• TASK DESCRIPTION
Give every line of the items below as a Markdown table with two columns, n for the row number and Line for the line's text. Skip blank lines and omit the pictures.

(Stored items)
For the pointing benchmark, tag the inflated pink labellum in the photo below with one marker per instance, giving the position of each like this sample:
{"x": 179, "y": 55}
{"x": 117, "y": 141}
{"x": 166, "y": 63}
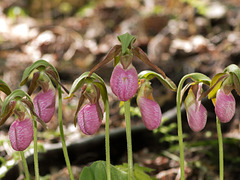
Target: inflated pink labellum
{"x": 224, "y": 106}
{"x": 44, "y": 104}
{"x": 89, "y": 119}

• WRITTEN ANSWER
| n | Line |
|---|---|
| 1 | For the pointing benchmark, tag the inflated pink labellum in the photo below with one marker per instance, giving the position of each like this sample: |
| 2 | {"x": 179, "y": 55} |
| 3 | {"x": 117, "y": 141} |
| 4 | {"x": 166, "y": 63} |
| 5 | Target: inflated pink labellum |
| 6 | {"x": 224, "y": 106} |
| 7 | {"x": 44, "y": 104} |
| 8 | {"x": 89, "y": 119} |